"KEEP BUSTIN'."

Triple 9

tn_triple9TRIPLE 9 – being from John Hillcoat, the director of THE PROPOSITION, THE ROAD and LAWLESS – is a cops ‘n robbers movie where the dirty details of the setting, the eccentric character and actor moments, and the suffocating cloud of near-hopelessness in mood and content are given a little more energy than narrative. Even so, it is fairly effective as a heist/suspense thriller and is handily pushed over the finish line by its A+ cast who all came excited to play in this heightened world of crooked Atlanta cops and mercenaries forced by Russian-Jewish gangsters to try to steal from the Department of Homeland Security. The specifics are all odd enough to make police corruption stories seem fresh.

The movie opens with a carload of sweaty, dangerous men discussing and then launching into a credits-sequence daylight bank robbery. It’s only after their messy escape (which includes a van driving fast through traffic while filled with red dye pack smoke and machine guns fired on gridlocked civilians) that we see the badges come out and realize that most of these guys are cops. (Others, we hear later, are “special ops guys” turned private security contractors.) They actually change out of their stained clothes and go straight to work. That’s a long day! I bet they smell pretty ripe, too.

The score by Atticus Ross and friends provides a constant low grade electronic pulse to keep you nervous until the next burst of professional mayhem depicted with Michael Mann-like matter-of-factness. Professionals in the violence industry ply their trade with practiced precision – get on the ground there, look at these photos of your family, shoot that guy – that sometimes goes off the trail into messy chaos. That’s just how it goes sometimes. Most of the time, it’s clear, they know exactly what they’re doing as they burn their getaway car or detonate a bomb in the bank. To them it’s just a flash inside some windows that they see from a distance, accompanied by a muffled popping sound.

mp_triple9These savage intrusions into the regular world have a realistic, every day look to them, but cinematographer Nicolas Karakatsanis (BULLHEAD, THE DROP, CUB) also dips into some more stylized night scenes with bold colors and dirty smears of texture within deep shadows, like film noir with a splash of Argento.

## [Supplied material]
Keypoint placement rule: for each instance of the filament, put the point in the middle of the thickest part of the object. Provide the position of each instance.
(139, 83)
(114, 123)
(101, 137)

## [Stated exercise A]
From the Triple 9 review, reproduce the passage from "The score by" up to and including "muffled popping sound.".
## [Stated exercise B]
According to the Triple 9 review, who provides the film's score?
## [Stated exercise C]
Write the next part of the Triple 9 review, picking up after its final sentence.
The listing isn't needed for anything here.

## [Response A]
The score by Atticus Ross and friends provides a constant low grade electronic pulse to keep you nervous until the next burst of professional mayhem depicted with Michael Mann-like matter-of-factness. Professionals in the violence industry ply their trade with practiced precision – get on the ground there, look at these photos of your family, shoot that guy – that sometimes goes off the trail into messy chaos. That’s just how it goes sometimes. Most of the time, it’s clear, they know exactly what they’re doing as they burn their getaway car or detonate a bomb in the bank. To them it’s just a flash inside some windows that they see from a distance, accompanied by a muffled popping sound.

## [Response B]
Atticus Ross and friends.

## [Response C]
Our sole ray of hope and sunshine in this hellscape of almost-all-bad-guys is Chris Allen (Casey Affleck, SOUL SURVIVORS), an ex-Marine (we know from the USMC window decal as well as how he carries himself) who gets transferred “from Zone 2” and training-dayed up with two-faced heister cop Marcus Belmont (Anthony Mackie, NOTORIOUS). Chris enters the fray with a casual what-is-this-bullshit outsider perspective that gets him dressed down by Belmont. I wonder if Hillcoat, as an Australian, has a similar approach to making an American cop movie. So many movies about this kinda stuff seem dull and routine. This one feels exotic.

Chris is the hero, but he’s no supercop. Honestly he’s kinda slow to pick up on the nefarious planning around him that involves killing him as a diversion for the heist. Apparently the title is police code for an officer down, not just the number of the beast upside down.

Despite Hillcoat’s heightened image of inner city Atlanta as a dangerous inferno populated by shirtless dudes who are almost more tattoo than skin and will flip out when you try to talk to them, we also know that Chris saw way worse in Iraq. Four severed heads on a car hood as a message from a cartel don’t even register as that big of a deal to him, and the feeling of constant potential danger from any direction is clearly something he’s used to from overseas. But he’s not broken yet. After getting some beers into him he sheepishly confesses “I want to make a difference,” getting a big laugh out of his uncle/mentor Jeff (Woody Harrelson, MONEY TRAIN)

Uncle Jeff, coincidentally, is investigating the bank robbery. We can also count him as a good guy, even though Harrelson delights in the bad lieutenantishness of the character, mumbling and spreading cynicism and smoking crack with a hooker and etc.

Belmont and his boys seem like the next generation that could’ve been mentored by Alonzo in TRAINING DAY. They have one of those little neighborhood bars where mainly police hang out, except it’s a nasty strip club and the DJ plays “Pigs” by Cypress Hill and everybody joyfully sings along. (The end credits remix “Pigs” with movie score.) Not invited is their dirtbag-loser-should-never-have-been-allowed-to-be-part-of-this-drug-addict-kicked-off-the-force-ruining-it-for-everybody wet sack of a friend Gabe, played so perfectly by Aaron Paul (THE LAST HOUSE ON THE LEFT) that the first frame you see him you just go “oh jesus, cut this idiot loose he will for sure be the death of all of you, and this is very, very obvious you guys I shouldn’t be having to tell you this you are professionals here aren’t you?” Then he opens his mouth and you know you were right.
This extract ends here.